By Spring 1917, Huey is shown as a Prefect and there is evidence he was a ‘Boarder’ rather than a ‘Day Boy’. He is playing in the first XI football team and was in the side who won, 4-1, at home to Gainsborough (7th October). He also played in the home defeat to Worksop College (5-7 on 21st October).
I also found out that he had been in Merton House. The following passage from the inter House matches made me chuckle: “...There were many exciting games, e.g. the drawn game already mentioned [5-5, between Merton and Country], when Fuller i played a rare game for his side (scoring four goals), and was well backed up by Dransfield (one goal) at outside right, Huey at centre back, and Wells at back. [re a different match]... Eves i especially trying to force two or three players as well as the ball through the goal, Fuller i, Dransfield, Beaver, and Huey were playing neat, tricky football, and scoring eight goals to two of their opponents.” (p21/22).

Collected data:
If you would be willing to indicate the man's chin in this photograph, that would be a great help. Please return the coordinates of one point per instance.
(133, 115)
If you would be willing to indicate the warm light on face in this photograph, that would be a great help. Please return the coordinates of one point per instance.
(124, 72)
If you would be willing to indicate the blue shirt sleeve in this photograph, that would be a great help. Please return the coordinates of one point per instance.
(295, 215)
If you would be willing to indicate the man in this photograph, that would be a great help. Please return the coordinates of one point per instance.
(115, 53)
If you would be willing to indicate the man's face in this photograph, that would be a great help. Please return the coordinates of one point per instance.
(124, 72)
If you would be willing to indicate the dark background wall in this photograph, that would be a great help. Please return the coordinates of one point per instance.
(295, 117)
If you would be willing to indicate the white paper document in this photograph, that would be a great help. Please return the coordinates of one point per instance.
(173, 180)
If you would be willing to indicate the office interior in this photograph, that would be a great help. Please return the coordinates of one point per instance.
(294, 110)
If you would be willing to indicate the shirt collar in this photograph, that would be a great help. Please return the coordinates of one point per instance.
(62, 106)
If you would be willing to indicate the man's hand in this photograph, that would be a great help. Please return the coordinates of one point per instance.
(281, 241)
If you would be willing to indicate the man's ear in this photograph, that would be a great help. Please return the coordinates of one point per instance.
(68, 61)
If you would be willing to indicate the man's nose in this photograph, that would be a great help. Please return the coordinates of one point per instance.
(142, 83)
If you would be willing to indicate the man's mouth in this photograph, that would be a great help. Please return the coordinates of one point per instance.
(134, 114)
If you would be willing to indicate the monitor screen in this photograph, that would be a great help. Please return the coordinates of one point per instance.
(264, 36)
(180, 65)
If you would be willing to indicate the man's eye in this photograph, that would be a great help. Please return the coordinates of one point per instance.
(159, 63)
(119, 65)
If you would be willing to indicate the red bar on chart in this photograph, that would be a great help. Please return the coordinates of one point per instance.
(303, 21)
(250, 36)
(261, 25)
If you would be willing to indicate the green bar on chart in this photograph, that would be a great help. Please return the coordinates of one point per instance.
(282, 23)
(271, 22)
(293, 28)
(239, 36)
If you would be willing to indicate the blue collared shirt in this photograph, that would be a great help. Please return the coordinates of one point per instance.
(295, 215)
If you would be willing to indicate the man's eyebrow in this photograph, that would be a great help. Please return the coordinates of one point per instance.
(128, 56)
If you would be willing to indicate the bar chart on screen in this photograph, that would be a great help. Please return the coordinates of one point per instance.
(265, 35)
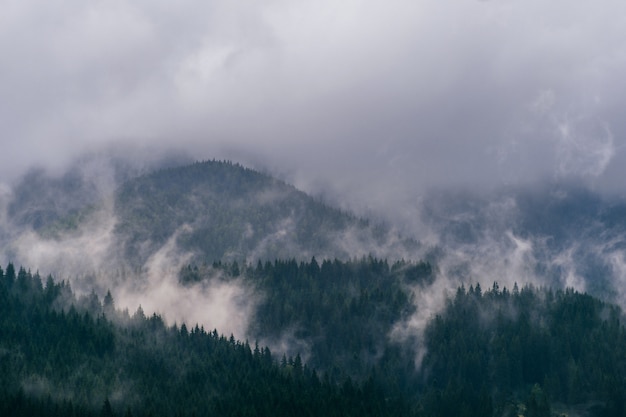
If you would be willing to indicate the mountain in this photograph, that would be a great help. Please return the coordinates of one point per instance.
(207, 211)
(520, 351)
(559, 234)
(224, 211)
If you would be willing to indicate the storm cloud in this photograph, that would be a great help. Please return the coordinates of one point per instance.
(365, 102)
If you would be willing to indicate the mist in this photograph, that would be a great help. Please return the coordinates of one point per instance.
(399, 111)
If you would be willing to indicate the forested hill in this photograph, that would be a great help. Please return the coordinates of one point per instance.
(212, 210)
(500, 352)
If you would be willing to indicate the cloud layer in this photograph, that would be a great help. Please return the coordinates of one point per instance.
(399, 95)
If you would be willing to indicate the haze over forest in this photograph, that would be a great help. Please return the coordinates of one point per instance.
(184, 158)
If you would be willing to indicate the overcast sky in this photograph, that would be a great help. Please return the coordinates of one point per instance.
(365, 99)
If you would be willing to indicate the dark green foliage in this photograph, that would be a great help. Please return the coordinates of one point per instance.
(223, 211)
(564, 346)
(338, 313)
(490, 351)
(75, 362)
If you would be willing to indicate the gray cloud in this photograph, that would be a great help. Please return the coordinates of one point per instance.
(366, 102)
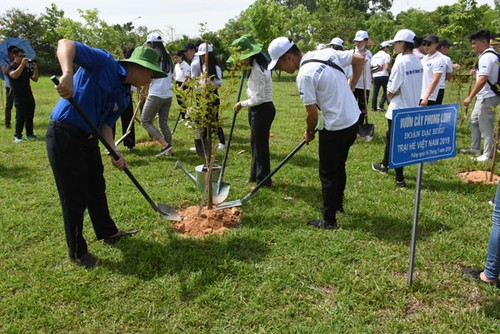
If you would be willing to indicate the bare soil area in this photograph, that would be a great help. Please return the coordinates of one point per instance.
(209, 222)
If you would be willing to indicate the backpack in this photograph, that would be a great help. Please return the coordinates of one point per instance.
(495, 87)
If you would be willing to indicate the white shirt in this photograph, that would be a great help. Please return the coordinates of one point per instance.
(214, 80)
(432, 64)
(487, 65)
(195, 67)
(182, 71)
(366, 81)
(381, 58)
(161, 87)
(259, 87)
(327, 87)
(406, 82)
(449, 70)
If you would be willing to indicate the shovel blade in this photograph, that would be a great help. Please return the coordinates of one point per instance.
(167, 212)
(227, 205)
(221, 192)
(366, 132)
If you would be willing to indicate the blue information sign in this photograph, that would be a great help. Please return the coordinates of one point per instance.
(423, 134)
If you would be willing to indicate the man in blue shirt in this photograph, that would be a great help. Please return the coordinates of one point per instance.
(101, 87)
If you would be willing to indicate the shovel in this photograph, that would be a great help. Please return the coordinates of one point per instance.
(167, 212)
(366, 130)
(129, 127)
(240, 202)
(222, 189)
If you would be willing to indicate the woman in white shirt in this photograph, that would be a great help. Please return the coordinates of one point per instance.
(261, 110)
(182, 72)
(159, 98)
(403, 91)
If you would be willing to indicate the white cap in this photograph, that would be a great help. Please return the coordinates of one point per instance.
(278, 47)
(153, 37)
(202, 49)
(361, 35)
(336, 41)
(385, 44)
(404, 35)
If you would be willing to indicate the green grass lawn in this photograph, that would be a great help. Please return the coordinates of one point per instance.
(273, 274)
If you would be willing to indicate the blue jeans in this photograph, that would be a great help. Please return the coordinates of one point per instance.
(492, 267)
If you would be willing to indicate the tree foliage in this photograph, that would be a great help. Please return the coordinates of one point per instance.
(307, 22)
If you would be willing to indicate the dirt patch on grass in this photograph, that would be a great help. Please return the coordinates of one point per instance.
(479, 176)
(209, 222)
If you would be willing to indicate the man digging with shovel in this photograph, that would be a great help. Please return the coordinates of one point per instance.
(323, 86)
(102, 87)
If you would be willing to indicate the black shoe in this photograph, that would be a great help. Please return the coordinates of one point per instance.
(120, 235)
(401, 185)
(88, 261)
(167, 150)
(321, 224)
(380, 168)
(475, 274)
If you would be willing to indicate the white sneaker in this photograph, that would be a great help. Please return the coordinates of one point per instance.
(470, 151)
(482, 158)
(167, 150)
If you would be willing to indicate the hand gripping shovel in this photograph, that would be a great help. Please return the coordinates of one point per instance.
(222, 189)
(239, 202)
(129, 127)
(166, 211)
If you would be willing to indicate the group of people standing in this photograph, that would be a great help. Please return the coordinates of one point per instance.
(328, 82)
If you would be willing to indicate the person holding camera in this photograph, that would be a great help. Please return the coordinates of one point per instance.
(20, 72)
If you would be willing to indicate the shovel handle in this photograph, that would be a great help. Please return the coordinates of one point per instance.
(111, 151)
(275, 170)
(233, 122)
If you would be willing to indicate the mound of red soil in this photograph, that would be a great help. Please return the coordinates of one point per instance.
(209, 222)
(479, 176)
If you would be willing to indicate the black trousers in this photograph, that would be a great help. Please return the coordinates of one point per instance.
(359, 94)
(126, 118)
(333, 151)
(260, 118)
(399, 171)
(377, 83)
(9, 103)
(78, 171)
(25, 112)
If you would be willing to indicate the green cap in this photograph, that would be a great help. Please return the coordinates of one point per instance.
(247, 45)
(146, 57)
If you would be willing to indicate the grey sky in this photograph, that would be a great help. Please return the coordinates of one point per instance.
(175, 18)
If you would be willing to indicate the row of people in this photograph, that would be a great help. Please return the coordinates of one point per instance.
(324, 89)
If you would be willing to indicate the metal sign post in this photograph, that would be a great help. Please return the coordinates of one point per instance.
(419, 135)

---

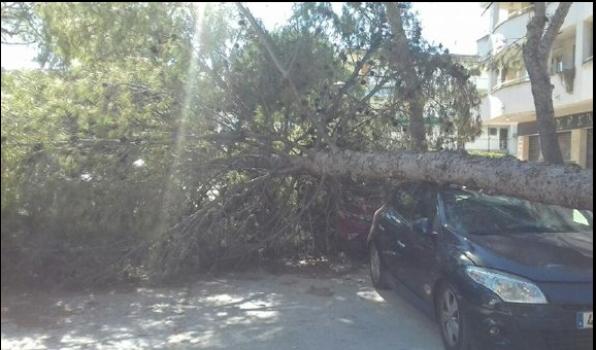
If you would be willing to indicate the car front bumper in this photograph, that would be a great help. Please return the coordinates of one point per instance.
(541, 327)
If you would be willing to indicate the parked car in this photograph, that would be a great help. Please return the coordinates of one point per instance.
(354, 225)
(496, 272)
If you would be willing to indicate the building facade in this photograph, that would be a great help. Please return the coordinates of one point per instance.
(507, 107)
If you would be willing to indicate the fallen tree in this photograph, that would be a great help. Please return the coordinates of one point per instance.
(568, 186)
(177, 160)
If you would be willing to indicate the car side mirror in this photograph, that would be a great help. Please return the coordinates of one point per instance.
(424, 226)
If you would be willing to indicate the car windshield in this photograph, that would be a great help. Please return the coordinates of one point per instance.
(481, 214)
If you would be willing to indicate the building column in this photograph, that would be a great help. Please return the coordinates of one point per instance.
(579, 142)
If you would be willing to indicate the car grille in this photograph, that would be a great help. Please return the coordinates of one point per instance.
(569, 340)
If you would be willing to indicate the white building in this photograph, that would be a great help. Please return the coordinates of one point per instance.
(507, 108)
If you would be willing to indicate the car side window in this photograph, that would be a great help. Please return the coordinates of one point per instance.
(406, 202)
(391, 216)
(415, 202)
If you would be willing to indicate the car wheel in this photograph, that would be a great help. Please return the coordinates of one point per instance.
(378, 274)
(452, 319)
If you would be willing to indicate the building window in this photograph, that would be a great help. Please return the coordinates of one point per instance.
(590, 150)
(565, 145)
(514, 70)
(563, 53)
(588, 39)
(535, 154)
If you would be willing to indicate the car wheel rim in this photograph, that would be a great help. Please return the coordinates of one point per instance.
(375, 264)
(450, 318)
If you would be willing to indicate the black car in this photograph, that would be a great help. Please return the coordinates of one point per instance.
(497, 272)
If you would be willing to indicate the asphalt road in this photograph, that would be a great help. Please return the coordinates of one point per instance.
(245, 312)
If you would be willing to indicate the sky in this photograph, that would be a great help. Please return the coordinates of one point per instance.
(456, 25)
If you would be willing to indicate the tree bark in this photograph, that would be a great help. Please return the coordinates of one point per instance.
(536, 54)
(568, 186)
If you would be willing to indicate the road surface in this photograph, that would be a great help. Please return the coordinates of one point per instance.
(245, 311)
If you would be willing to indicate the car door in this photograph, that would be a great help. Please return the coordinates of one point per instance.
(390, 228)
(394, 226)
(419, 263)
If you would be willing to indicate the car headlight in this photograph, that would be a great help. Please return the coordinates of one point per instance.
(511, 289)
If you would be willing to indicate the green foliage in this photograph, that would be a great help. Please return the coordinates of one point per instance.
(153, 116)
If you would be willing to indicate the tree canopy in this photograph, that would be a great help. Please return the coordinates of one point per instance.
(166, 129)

→ **ASSIGNED TASK 1**
Answer these questions from the passage about Huey's school football:
(a) What was the score when Huey's side played at home to Gainsborough?
(b) Which house had Huey been in?
(c) How many goals did Fuller i score in the drawn game between Merton and Country?
→ **ASSIGNED TASK 2**
Translate this sentence from the passage about Huey into Spanish: "I also found out that he had been in Merton House."
→ **ASSIGNED TASK 3**
Write what comes next in the passage about Huey's school football, picking up after its last sentence.
None of the lines in the collected data are needed here.

→ **RESPONSE 1**
(a) 4-1
(b) Merton House
(c) Four

→ **RESPONSE 2**
También descubrí que había estado en Merton House.

→ **RESPONSE 3**
The Sports Day features again in the Autumn 1917 edition. Huey won the: ¼ mile, 200 yards, 100 yards, High Jump, & Long Jump. He came second in the Hurdles. He, unsurprisingly, again won the “Wilson Challenge Cup” for best senior performance. However, once again the day was “of very quiet character”. Miss Arblaster, of the Girls’ County High School, presented the prizes.
The same edition again records him as one of six Boarder Prefects. He also is shown as the captain of the Cricket team for his House (now School House rather than Merton).
NAB now ‘Pops’ in mid 1950s with Mary & Shaun watching Cricket at Carlisle.
I then found the school picture on the website (‘probably of prefects, sixth formers and masters taken in 1919 or earlier’). Whilst it is easy to over-interpret such things, I recall my grandmother Mary nearly dropping a tray of her best china as she walked in to the living room in her home in Keswick to find me reading a newspaper in the chair that was NAB’s seat (in their Carlisle home). Her shock was at how I was sat in exactly the same position with the same expression on my face.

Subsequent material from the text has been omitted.